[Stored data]
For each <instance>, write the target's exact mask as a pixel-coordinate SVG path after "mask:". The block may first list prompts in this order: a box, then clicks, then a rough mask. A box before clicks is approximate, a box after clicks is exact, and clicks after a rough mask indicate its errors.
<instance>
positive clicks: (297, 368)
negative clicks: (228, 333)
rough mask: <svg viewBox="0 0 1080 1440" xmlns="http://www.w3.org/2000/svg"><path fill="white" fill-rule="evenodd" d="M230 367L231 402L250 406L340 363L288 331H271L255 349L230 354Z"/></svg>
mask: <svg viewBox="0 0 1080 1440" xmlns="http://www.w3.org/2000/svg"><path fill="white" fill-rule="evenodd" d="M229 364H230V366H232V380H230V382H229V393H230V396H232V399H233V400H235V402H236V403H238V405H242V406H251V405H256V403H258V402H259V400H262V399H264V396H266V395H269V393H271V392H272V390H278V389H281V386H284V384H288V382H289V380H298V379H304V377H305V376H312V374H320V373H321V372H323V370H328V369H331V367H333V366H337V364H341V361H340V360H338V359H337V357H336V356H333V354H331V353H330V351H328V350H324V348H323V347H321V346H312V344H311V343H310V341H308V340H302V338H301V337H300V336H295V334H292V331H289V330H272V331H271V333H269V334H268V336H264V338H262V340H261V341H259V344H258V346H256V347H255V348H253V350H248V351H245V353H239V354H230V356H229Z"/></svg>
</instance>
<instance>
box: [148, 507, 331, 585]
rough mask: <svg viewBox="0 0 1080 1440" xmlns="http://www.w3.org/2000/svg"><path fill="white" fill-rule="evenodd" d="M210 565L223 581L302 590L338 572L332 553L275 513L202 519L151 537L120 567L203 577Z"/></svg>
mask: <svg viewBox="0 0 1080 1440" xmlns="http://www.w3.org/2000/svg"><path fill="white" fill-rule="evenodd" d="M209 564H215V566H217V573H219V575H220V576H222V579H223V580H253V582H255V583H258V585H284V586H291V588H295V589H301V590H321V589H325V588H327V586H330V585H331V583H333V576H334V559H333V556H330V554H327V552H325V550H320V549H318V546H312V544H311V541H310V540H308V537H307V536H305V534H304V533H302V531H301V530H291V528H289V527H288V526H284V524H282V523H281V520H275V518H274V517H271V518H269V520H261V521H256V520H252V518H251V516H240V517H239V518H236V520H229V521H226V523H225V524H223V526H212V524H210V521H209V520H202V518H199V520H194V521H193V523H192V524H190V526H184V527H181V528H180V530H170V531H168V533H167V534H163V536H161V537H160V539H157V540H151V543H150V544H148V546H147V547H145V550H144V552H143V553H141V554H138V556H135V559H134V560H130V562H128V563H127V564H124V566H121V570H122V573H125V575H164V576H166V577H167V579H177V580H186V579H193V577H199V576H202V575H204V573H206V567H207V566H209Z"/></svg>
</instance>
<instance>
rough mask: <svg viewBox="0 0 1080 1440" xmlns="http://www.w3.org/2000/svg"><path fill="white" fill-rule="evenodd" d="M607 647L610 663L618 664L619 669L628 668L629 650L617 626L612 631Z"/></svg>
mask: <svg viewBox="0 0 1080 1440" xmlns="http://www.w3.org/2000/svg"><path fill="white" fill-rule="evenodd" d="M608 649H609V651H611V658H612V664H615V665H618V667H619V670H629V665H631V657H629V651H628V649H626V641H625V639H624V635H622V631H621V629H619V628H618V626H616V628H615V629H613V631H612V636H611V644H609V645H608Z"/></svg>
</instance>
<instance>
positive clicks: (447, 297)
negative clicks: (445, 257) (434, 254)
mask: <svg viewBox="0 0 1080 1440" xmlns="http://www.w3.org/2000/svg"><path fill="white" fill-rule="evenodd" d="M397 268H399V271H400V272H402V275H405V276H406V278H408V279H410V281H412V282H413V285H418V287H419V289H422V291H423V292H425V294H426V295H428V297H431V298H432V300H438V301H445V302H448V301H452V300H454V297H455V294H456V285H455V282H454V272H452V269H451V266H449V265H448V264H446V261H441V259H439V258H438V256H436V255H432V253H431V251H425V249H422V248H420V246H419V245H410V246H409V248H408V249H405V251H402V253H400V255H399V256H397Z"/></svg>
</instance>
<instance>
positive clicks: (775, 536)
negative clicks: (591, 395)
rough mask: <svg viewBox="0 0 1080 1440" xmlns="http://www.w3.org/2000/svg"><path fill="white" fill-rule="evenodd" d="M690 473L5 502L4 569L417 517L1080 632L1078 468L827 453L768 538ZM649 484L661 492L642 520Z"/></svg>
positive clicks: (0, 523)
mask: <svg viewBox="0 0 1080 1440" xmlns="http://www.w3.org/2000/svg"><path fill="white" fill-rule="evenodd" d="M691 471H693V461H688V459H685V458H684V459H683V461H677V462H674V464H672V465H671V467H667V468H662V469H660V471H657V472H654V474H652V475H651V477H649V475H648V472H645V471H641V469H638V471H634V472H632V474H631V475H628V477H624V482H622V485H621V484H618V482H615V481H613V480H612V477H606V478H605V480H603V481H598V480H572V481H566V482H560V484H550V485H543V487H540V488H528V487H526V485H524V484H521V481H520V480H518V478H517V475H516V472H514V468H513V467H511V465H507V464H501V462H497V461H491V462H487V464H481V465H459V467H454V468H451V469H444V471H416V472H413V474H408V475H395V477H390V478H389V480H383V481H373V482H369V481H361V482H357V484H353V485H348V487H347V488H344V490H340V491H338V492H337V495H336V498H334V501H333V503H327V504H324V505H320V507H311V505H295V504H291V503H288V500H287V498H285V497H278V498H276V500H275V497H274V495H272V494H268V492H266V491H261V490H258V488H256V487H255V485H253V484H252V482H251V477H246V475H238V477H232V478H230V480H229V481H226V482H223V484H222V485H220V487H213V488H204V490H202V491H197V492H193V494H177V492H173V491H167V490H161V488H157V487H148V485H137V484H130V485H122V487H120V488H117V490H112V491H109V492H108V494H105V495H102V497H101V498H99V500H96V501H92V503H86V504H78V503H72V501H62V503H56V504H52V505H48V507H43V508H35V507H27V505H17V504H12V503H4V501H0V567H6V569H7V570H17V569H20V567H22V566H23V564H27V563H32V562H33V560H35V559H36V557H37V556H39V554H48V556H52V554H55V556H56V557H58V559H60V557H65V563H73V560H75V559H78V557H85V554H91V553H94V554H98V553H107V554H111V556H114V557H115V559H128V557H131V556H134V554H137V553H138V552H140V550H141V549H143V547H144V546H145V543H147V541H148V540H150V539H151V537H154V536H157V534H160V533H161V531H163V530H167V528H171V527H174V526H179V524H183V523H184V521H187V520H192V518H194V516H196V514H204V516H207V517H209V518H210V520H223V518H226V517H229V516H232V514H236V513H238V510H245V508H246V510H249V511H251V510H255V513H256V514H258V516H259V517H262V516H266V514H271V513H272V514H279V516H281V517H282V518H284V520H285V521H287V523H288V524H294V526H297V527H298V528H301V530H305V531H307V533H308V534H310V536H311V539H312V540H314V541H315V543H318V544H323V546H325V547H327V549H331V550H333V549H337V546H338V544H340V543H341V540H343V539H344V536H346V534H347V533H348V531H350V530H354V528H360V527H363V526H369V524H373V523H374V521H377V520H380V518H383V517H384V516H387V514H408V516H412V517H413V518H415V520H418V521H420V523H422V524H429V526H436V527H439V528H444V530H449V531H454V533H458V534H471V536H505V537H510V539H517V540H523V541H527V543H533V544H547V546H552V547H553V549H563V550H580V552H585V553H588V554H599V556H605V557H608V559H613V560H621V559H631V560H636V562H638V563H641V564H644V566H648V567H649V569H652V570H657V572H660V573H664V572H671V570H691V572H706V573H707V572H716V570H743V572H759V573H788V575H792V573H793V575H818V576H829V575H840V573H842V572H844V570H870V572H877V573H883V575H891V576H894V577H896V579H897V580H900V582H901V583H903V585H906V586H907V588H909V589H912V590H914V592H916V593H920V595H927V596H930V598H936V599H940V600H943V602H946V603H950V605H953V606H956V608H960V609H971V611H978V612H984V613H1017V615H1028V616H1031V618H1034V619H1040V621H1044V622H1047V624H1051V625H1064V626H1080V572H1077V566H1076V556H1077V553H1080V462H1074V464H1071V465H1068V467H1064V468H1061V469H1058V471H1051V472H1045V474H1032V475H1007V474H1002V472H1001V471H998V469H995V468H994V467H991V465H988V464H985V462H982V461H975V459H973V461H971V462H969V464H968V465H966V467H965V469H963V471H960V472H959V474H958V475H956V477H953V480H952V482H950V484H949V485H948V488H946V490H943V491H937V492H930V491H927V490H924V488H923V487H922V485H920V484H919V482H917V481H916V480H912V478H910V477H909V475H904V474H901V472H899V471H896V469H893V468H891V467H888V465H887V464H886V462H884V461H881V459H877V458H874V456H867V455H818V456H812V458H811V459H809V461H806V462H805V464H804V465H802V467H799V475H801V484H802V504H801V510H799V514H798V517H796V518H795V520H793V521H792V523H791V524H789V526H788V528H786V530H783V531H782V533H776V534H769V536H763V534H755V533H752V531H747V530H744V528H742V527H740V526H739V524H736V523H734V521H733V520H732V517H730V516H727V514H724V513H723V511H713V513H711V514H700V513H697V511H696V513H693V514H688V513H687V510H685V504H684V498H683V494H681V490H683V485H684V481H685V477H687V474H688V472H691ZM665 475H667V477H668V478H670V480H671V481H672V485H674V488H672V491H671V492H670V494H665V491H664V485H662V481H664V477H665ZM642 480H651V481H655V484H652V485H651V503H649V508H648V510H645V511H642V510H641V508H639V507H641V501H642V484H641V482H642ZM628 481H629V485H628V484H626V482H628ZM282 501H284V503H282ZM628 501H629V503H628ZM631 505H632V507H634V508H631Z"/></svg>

__HOW TO COMPLETE THIS TASK__.
Extract every line of the records above that contains the word "rough", and copy each line in full.

__WRITTEN RESPONSE__.
For each <instance>, write the target's exact mask as a pixel-coordinate SVG path after "mask:". The block may first list prompts in this order: a box, then clicks, then a rough mask. A box before clicks is approximate, a box after clicks is exact, and clicks after a rough mask indicate its errors.
rough mask: <svg viewBox="0 0 1080 1440" xmlns="http://www.w3.org/2000/svg"><path fill="white" fill-rule="evenodd" d="M230 367L231 402L250 406L340 363L288 331H271L255 349L230 354Z"/></svg>
rough mask: <svg viewBox="0 0 1080 1440" xmlns="http://www.w3.org/2000/svg"><path fill="white" fill-rule="evenodd" d="M210 565L223 581L302 590L338 572L332 553L275 513L202 519L151 537L120 567L203 577Z"/></svg>
rough mask: <svg viewBox="0 0 1080 1440" xmlns="http://www.w3.org/2000/svg"><path fill="white" fill-rule="evenodd" d="M607 647L610 663L618 664L619 669L628 668L629 650L617 626L612 631Z"/></svg>
rough mask: <svg viewBox="0 0 1080 1440" xmlns="http://www.w3.org/2000/svg"><path fill="white" fill-rule="evenodd" d="M690 473L5 502L4 569L417 517L1080 632L1078 468L827 453L768 538ZM649 484L661 492L642 520Z"/></svg>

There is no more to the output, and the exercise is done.